Instructions to follow
According to the energy expo remarks, how many barrels of technically recoverable oil did the U.S. Geological Survey say the Bakken Formation may contain?

Document excerpt
-*-

Shaping Our Energy Future: Challenges and Opportunities

Remarks to the Great Plains Energy Expo by API President and CEO Jack Gerard

November 11, 2008

I am honored and delighted to be a part of this second Great Plains Energy Expo – which is doing so much to focus attention on the energy challenges facing North Dakota and the nation. I want to thank my friend Senator Dorgan for being kind enough to invite me to this very worthwhile event.

Senator Dorgan has shown much leadership and vision in co-hosting the Great Plains Energy Expo, along with Bismarck State College and Kadrmas, Lee & Jackson.  During his career in Congress, Senator Dorgan has been a true pioneer in promoting research into and development of the potentially vast oil resources of the Bakken Formation. And he has made many other important contributions to helping meet U.S. energy needs.  His role will be even more important as the new regime takes office in Washington and we look to him for leadership.

I am also glad we could be joined by Dan Reicher (Director of Climate Change and Energy Initiatives at Google.org.) and hear his views on the challenges we face.

Most Americans recognize that energy cannot be considered apart from the U.S. economy. Energy means jobs, higher incomes, economic growth, and competitiveness in global markets. If we fail to see energy as an economic issue, we will have neither the energy we need nor the economy we require. That’s a reality I’ve focused on for a number of years heading up the American Chemistry Council and, before that, the National Mining Association.

The current worldwide financial crisis is uppermost in the minds of all Americans. But we cannot afford to neglect our energy challenges. Nor can we solve our financial problems by making our energy problems worse. You can’t strengthen the economy, if you weaken energy. The two are intrinsically linked.

The Great Plains Energy Expo is exploring how best to meet our energy needs in the decades ahead. As the leader of the U.S. oil and natural gas industry’s national trade association, I want to focus on the energy future of our nation and how oil and natural gas can help us to achieve that future. Energy is, for all of us, a never-ending learning experience.

It’s appropriate we are meeting here in North Dakota, which is playing such an important role in meeting our energy needs. The Bakken Formation has attracted national attention for its vast potential. Thirty years ago, estimates were that perhaps 100 million barrels of oil might be found. But, earlier this year, the U.S. Geological Survey revised its estimate, stating that the Bakken may contain up to 4.3 billion barrels of technically recoverable oil. If this potential bears out, it could provide enough oil to fuel 5 million cars for nearly 30 years.     

In addition to helping meet a significant share of U.S. oil needs, Bakken means economic growth and jobs – the industry could need as many as 12,000 new workers here by 2010. Each drilling rig represents approximately 120 direct and indirect jobs. The average yearly wage for the oil and gas production industry here is more than 100 percent above the statewide average wage. During the campaign, President-elect Obama endorsed Bakken drilling as “an important development for North Dakota’s economy.” We certainly agree – and look forward to working with him and his administration on Bakken and other needed energy development.

North Dakota is also at the forefront of alternative fuels development. Thanks to Senator Dorgan’s leadership, the state is home to the National Center for Hydrogen Technology, at which cutting-edge hydrogen technology research and development is being undertaken. And the wind energy industry in North Dakota is making such strides that this state has been described as the “Saudi Arabia of wind.” These are energy initiatives with an economic pay-off in new jobs and a stronger, more diverse economy. When you consider the immense oil potential of the Bakken Formation and the alternative energy R&D underway here, you can appreciate how North Dakota, more than most states, is a bridge to our energy future.

-*-

Recorded data
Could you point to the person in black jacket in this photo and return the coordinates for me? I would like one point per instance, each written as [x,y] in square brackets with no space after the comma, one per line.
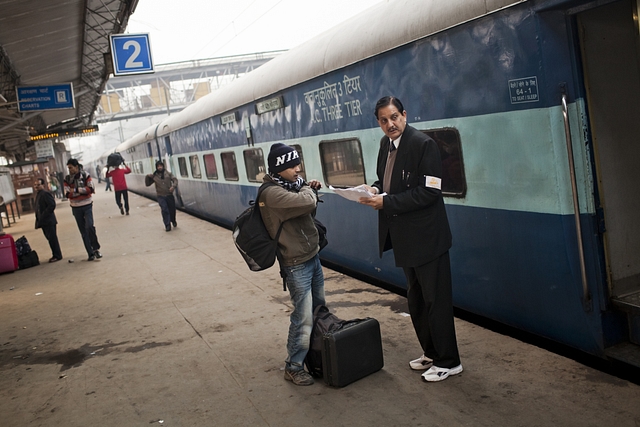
[412,220]
[46,218]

-*-

Result of the exercise
Up to 4.3 billion barrels.